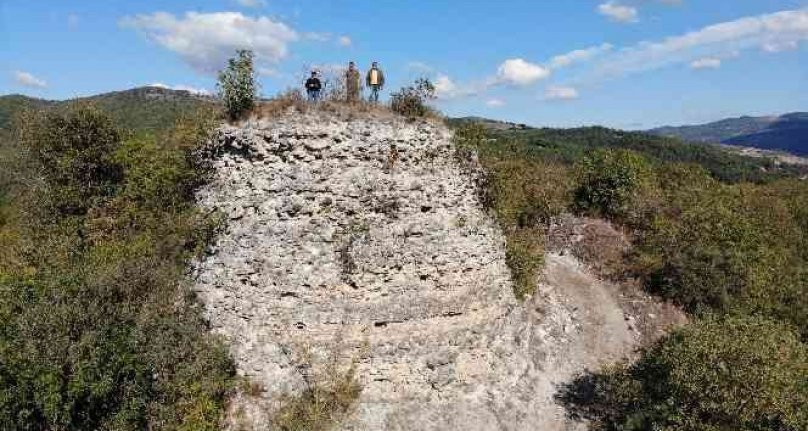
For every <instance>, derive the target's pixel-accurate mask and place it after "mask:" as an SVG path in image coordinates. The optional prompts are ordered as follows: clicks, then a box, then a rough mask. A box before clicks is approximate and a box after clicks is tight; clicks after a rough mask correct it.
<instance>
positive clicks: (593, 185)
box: [575, 150, 653, 219]
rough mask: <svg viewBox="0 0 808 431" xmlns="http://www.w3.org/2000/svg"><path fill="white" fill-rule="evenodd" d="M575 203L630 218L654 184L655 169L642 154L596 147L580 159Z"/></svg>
mask: <svg viewBox="0 0 808 431" xmlns="http://www.w3.org/2000/svg"><path fill="white" fill-rule="evenodd" d="M577 171H578V188H577V190H576V191H575V203H576V205H577V206H578V208H579V209H580V210H582V211H586V212H591V213H594V214H600V215H604V216H606V217H610V218H616V219H627V218H629V217H630V216H632V215H633V213H634V212H635V209H636V208H639V207H640V205H639V204H640V203H641V199H643V197H644V196H643V194H644V193H645V192H647V190H648V189H649V188H650V186H651V184H652V181H653V179H652V174H653V172H652V170H651V166H650V164H649V163H648V161H647V160H646V159H645V158H644V157H642V156H641V155H640V154H638V153H635V152H633V151H627V150H596V151H594V152H592V153H591V154H589V155H587V156H586V157H584V158H583V159H582V160H581V161H579V162H578V166H577Z"/></svg>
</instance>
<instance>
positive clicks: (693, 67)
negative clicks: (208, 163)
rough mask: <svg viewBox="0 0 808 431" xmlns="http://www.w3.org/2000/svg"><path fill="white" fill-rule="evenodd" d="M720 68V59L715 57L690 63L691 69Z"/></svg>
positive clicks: (698, 59) (703, 58) (706, 57)
mask: <svg viewBox="0 0 808 431" xmlns="http://www.w3.org/2000/svg"><path fill="white" fill-rule="evenodd" d="M719 67H721V59H720V58H715V57H704V58H700V59H698V60H694V61H693V62H692V63H690V68H691V69H718V68H719Z"/></svg>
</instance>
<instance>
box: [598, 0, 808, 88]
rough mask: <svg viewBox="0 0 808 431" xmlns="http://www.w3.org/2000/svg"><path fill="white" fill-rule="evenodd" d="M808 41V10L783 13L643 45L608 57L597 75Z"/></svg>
mask: <svg viewBox="0 0 808 431" xmlns="http://www.w3.org/2000/svg"><path fill="white" fill-rule="evenodd" d="M805 40H808V9H800V10H791V11H782V12H777V13H772V14H766V15H758V16H751V17H746V18H741V19H738V20H735V21H728V22H723V23H718V24H714V25H710V26H707V27H704V28H702V29H699V30H696V31H693V32H690V33H686V34H683V35H679V36H672V37H668V38H666V39H663V40H661V41H657V42H641V43H639V44H637V45H634V46H632V47H628V48H623V49H621V50H619V51H616V52H614V53H613V54H612V55H609V56H607V57H606V58H605V59H604V60H603V61H601V63H600V64H599V66H598V67H597V70H596V71H595V73H596V75H598V76H601V77H615V76H625V75H627V74H630V73H637V72H644V71H649V70H654V69H659V68H661V67H665V66H668V65H672V64H681V63H691V62H693V61H695V60H698V59H700V58H705V57H716V58H722V57H725V56H726V54H725V53H734V52H740V51H742V50H744V49H749V48H757V47H759V48H762V49H764V50H767V49H768V50H771V49H772V48H773V47H782V46H785V47H788V46H794V47H796V46H797V44H798V43H799V42H800V41H805Z"/></svg>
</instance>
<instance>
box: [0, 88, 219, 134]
mask: <svg viewBox="0 0 808 431" xmlns="http://www.w3.org/2000/svg"><path fill="white" fill-rule="evenodd" d="M73 101H88V102H92V103H94V104H95V105H97V106H98V107H99V108H101V109H103V110H105V111H107V112H108V113H109V114H110V115H111V116H112V118H113V119H114V120H115V121H116V123H117V124H119V125H121V126H122V127H125V128H128V129H131V130H137V131H155V130H163V129H167V128H168V127H171V126H172V125H173V124H174V122H175V121H176V120H177V119H178V118H179V117H181V116H182V115H184V114H187V113H190V112H193V111H194V110H196V109H198V108H200V107H203V106H205V105H212V104H214V103H216V102H215V99H213V98H212V97H210V96H204V95H200V94H196V93H192V92H189V91H185V90H171V89H168V88H163V87H154V86H148V87H138V88H133V89H130V90H124V91H114V92H110V93H104V94H99V95H95V96H89V97H82V98H78V99H71V100H64V101H55V100H44V99H37V98H33V97H28V96H23V95H19V94H12V95H8V96H0V130H2V129H6V128H8V127H9V125H10V123H11V121H12V120H13V118H14V116H15V115H16V114H18V113H19V112H22V111H24V110H26V109H42V108H49V107H54V108H59V107H62V106H67V105H68V104H69V103H71V102H73Z"/></svg>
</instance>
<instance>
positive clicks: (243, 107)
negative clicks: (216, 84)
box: [217, 49, 258, 120]
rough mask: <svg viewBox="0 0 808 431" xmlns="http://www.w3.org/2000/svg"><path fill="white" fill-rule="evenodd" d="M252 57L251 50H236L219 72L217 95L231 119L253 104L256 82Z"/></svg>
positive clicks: (239, 114) (244, 110)
mask: <svg viewBox="0 0 808 431" xmlns="http://www.w3.org/2000/svg"><path fill="white" fill-rule="evenodd" d="M254 57H255V55H254V54H253V52H252V51H249V50H246V49H241V50H238V51H236V57H235V58H231V59H230V60H229V61H228V64H227V69H225V70H223V71H221V72H219V83H218V84H217V87H218V90H219V97H220V98H221V99H222V101H223V102H224V106H225V110H226V111H227V115H228V116H229V117H230V119H231V120H235V119H237V118H239V117H241V116H242V115H244V114H245V113H247V112H249V111H250V110H251V109H252V108H253V107H254V106H255V99H256V98H257V94H258V84H257V83H256V80H255V66H254V61H253V59H254Z"/></svg>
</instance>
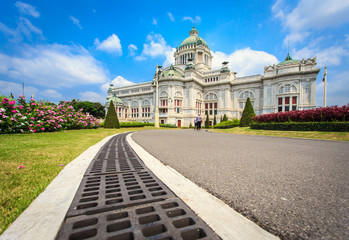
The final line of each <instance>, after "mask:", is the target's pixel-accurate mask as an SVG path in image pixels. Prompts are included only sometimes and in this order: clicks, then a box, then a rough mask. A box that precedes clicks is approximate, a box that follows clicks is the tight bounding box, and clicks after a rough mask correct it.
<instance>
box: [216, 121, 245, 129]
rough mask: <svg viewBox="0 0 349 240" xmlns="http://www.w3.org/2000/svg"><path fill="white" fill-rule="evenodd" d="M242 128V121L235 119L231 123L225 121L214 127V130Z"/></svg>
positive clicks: (216, 124)
mask: <svg viewBox="0 0 349 240" xmlns="http://www.w3.org/2000/svg"><path fill="white" fill-rule="evenodd" d="M238 126H240V121H239V119H233V120H231V121H229V120H228V121H225V122H220V123H218V124H216V125H214V126H213V128H220V129H224V128H233V127H238Z"/></svg>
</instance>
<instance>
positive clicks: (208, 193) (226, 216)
mask: <svg viewBox="0 0 349 240" xmlns="http://www.w3.org/2000/svg"><path fill="white" fill-rule="evenodd" d="M132 134H133V133H132ZM132 134H129V135H127V138H126V139H127V141H128V143H129V144H130V146H131V147H132V148H133V150H134V151H135V152H136V153H137V155H138V156H139V157H140V158H141V159H142V160H143V162H144V163H145V164H146V166H147V167H148V168H149V169H150V170H151V171H152V172H153V173H154V174H155V175H156V176H157V177H158V178H159V179H160V180H161V181H162V182H163V183H164V184H165V185H167V186H168V187H169V188H170V189H171V190H172V191H173V192H174V193H175V194H176V195H177V196H178V197H180V198H181V199H182V200H183V201H184V202H185V203H186V204H187V205H188V206H189V207H190V208H191V209H192V210H193V211H194V212H195V213H196V214H197V215H198V216H199V217H201V219H202V220H203V221H205V222H206V223H207V224H208V225H209V226H210V227H211V228H212V229H213V230H214V231H215V232H216V233H217V234H218V235H219V236H220V237H221V238H222V239H234V240H237V239H241V240H256V239H258V240H267V239H273V240H276V239H279V238H278V237H276V236H274V235H272V234H271V233H269V232H267V231H265V230H264V229H262V228H261V227H259V226H258V225H256V224H255V223H253V222H252V221H250V220H248V219H247V218H245V217H244V216H242V215H241V214H239V213H237V212H236V211H234V210H233V209H232V208H231V207H229V206H228V205H226V204H225V203H224V202H223V201H221V200H219V199H218V198H216V197H214V196H213V195H211V194H210V193H208V192H207V191H206V190H204V189H202V188H200V187H199V186H197V185H196V184H194V183H193V182H191V181H190V180H189V179H187V178H185V177H184V176H182V175H181V174H180V173H178V172H177V171H176V170H175V169H173V168H171V167H169V166H165V165H164V164H162V163H161V162H160V161H159V160H158V159H156V158H155V157H153V156H152V155H150V154H149V153H148V152H147V151H146V150H144V149H143V148H142V147H141V146H139V145H138V144H137V143H136V142H134V141H133V139H132V137H131V136H132Z"/></svg>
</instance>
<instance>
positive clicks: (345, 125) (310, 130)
mask: <svg viewBox="0 0 349 240" xmlns="http://www.w3.org/2000/svg"><path fill="white" fill-rule="evenodd" d="M250 127H251V128H252V129H264V130H281V131H321V132H349V122H283V123H253V124H251V126H250Z"/></svg>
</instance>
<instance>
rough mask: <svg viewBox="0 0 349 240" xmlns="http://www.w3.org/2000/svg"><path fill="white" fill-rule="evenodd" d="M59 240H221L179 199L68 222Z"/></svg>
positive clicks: (193, 212) (137, 206) (78, 217)
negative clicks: (65, 239) (105, 239)
mask: <svg viewBox="0 0 349 240" xmlns="http://www.w3.org/2000/svg"><path fill="white" fill-rule="evenodd" d="M58 239H69V240H82V239H108V240H127V239H130V240H133V239H169V240H170V239H173V240H176V239H184V240H193V239H210V240H214V239H220V238H219V237H218V236H217V235H216V234H215V233H214V232H213V231H212V230H211V229H209V228H208V227H207V225H206V224H205V223H204V222H203V221H202V220H201V219H200V218H198V217H197V216H196V215H195V213H194V212H193V211H192V210H191V209H190V208H188V207H187V206H186V205H185V204H184V203H183V202H182V201H181V200H180V199H179V198H177V197H175V198H171V199H167V200H165V201H162V202H157V203H151V204H145V205H142V206H137V207H131V208H126V209H121V210H117V211H108V212H104V213H100V214H94V215H89V216H77V217H72V218H68V219H67V220H66V222H65V225H64V227H63V228H62V230H61V232H60V234H59V236H58Z"/></svg>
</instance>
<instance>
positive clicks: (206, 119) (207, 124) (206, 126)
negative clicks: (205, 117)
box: [205, 111, 210, 128]
mask: <svg viewBox="0 0 349 240" xmlns="http://www.w3.org/2000/svg"><path fill="white" fill-rule="evenodd" d="M205 128H210V120H209V119H208V111H206V121H205Z"/></svg>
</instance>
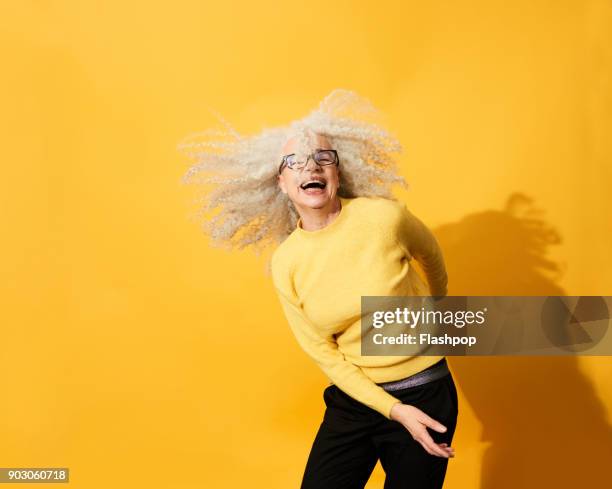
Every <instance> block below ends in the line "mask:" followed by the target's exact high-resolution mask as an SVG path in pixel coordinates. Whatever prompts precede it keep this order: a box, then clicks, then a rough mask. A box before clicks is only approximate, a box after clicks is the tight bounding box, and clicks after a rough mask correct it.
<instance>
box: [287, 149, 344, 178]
mask: <svg viewBox="0 0 612 489" xmlns="http://www.w3.org/2000/svg"><path fill="white" fill-rule="evenodd" d="M310 158H312V159H313V161H314V162H315V163H316V164H317V165H320V166H327V165H336V164H338V165H339V164H340V159H339V158H338V152H337V151H336V150H335V149H317V150H316V151H315V152H314V153H312V154H310V155H308V158H306V161H297V159H296V156H295V154H294V153H292V154H290V155H285V156H283V159H282V161H281V164H280V166H279V167H278V173H281V172H282V171H283V166H285V165H287V167H288V168H289V169H291V170H302V169H303V168H305V167H306V165H307V164H308V160H309V159H310Z"/></svg>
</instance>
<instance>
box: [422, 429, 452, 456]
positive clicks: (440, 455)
mask: <svg viewBox="0 0 612 489" xmlns="http://www.w3.org/2000/svg"><path fill="white" fill-rule="evenodd" d="M420 439H421V443H424V444H425V445H426V446H427V447H429V449H430V450H431V451H432V452H433V454H432V455H439V456H440V457H445V458H447V457H448V453H447V452H446V450H443V449H442V448H441V447H439V446H438V445H437V444H436V443H434V441H433V439H432V438H431V436H429V433H427V431H425V433H423V434H422V436H421V438H420Z"/></svg>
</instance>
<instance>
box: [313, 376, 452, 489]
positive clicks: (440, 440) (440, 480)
mask: <svg viewBox="0 0 612 489" xmlns="http://www.w3.org/2000/svg"><path fill="white" fill-rule="evenodd" d="M391 394H392V395H393V396H394V397H397V398H398V399H399V400H401V401H402V402H403V403H404V404H412V405H413V406H416V407H417V408H419V409H421V410H422V411H423V412H425V413H426V414H428V415H429V416H431V417H432V418H433V419H435V420H436V421H439V422H440V423H442V424H443V425H444V426H446V428H447V431H446V432H445V433H438V432H437V431H434V430H432V429H430V428H428V429H427V431H428V432H429V434H430V435H431V436H432V438H433V439H434V441H435V442H436V443H443V442H446V443H448V444H449V445H450V444H451V441H452V439H453V434H454V432H455V426H456V424H457V414H458V403H457V390H456V388H455V383H454V380H453V377H452V374H449V375H446V376H445V377H442V378H441V379H438V380H434V381H433V382H429V383H427V384H424V385H420V386H416V387H409V388H406V389H402V390H398V391H393V392H391ZM323 399H324V401H325V406H326V409H325V414H324V417H323V422H322V423H321V426H320V427H319V430H318V432H317V435H316V437H315V440H314V442H313V445H312V448H311V451H310V455H309V457H308V461H307V463H306V468H305V471H304V476H303V479H302V485H301V489H363V487H364V486H365V485H366V482H367V481H368V479H369V477H370V475H371V474H372V471H373V470H374V467H375V466H376V462H377V461H378V460H379V459H380V463H381V465H382V468H383V470H384V471H385V474H386V478H385V485H384V489H399V488H405V489H408V488H410V489H425V488H427V489H434V488H441V487H442V484H443V482H444V477H445V475H446V467H447V465H448V461H449V459H447V458H444V457H438V456H435V455H430V454H429V453H427V452H426V451H425V449H424V448H423V446H422V445H421V444H420V443H418V442H417V441H416V440H414V439H413V438H412V435H411V434H410V432H409V431H408V430H407V429H406V428H405V427H404V426H403V425H402V424H401V423H399V422H397V421H392V420H389V419H387V418H385V417H384V416H383V415H382V414H380V413H379V412H377V411H375V410H373V409H371V408H370V407H368V406H366V405H365V404H362V403H360V402H358V401H356V400H355V399H353V398H352V397H350V396H349V395H347V394H345V393H344V392H343V391H341V390H340V389H339V388H338V387H336V385H334V384H332V385H330V386H329V387H327V388H326V389H325V391H324V392H323Z"/></svg>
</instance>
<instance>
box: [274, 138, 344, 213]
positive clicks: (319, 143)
mask: <svg viewBox="0 0 612 489" xmlns="http://www.w3.org/2000/svg"><path fill="white" fill-rule="evenodd" d="M297 146H298V144H297V140H296V138H289V139H288V140H287V141H286V143H285V145H284V146H283V148H282V150H281V158H282V156H284V155H288V154H291V153H297V152H298V148H297ZM316 149H334V148H333V147H332V146H331V144H330V143H329V141H328V140H327V138H326V137H325V136H323V135H321V134H315V136H314V138H313V141H312V143H311V145H310V147H309V149H308V152H309V153H310V154H311V153H313V152H314V151H315V150H316ZM279 159H280V158H279ZM304 159H305V157H304ZM312 180H318V181H320V182H322V183H323V184H324V188H322V189H319V188H314V187H313V188H307V189H304V188H302V185H305V184H306V183H308V182H309V181H312ZM278 185H279V187H280V189H281V190H282V191H283V192H284V193H286V194H287V195H288V197H289V198H290V199H291V201H292V202H293V204H294V205H295V206H296V208H298V209H299V208H300V207H309V208H313V209H318V208H321V207H325V206H326V205H328V204H329V203H331V202H333V201H334V200H335V198H336V193H337V192H338V187H339V185H340V170H339V169H338V165H324V166H320V165H318V164H317V163H316V162H315V161H314V160H313V158H309V159H308V163H307V165H306V166H305V167H304V168H302V169H301V170H292V169H291V168H288V167H287V165H285V166H284V168H283V170H282V172H281V174H280V175H279V176H278Z"/></svg>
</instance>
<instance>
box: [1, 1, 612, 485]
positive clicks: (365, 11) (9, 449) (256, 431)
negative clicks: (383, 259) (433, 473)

:: TASK TO CARRY OUT ::
Lines above that include the string "accurate" need to be copied.

:: ANSWER TO THIS PROBLEM ::
For every <instance>, derive the target's pixel-accurate mask and place it after "mask:" as an SVG path in image coordinates. The optional prompts are ordered as follows: clicks, then a box, then a rough mask. A box before clicks is approximate and a box after clicks is tight; clicks after a rough mask correct it.
The final line of each <instance>, after "mask:", is the target's pixel-accurate mask as an SVG path in image pixels. Prompts are included only sometimes and in this order: clicks, then a box, then a rough mask. A box that precedes clicks is approximate, a box that follows clicks is the tight bounding box, and clicks after a rough mask correct it.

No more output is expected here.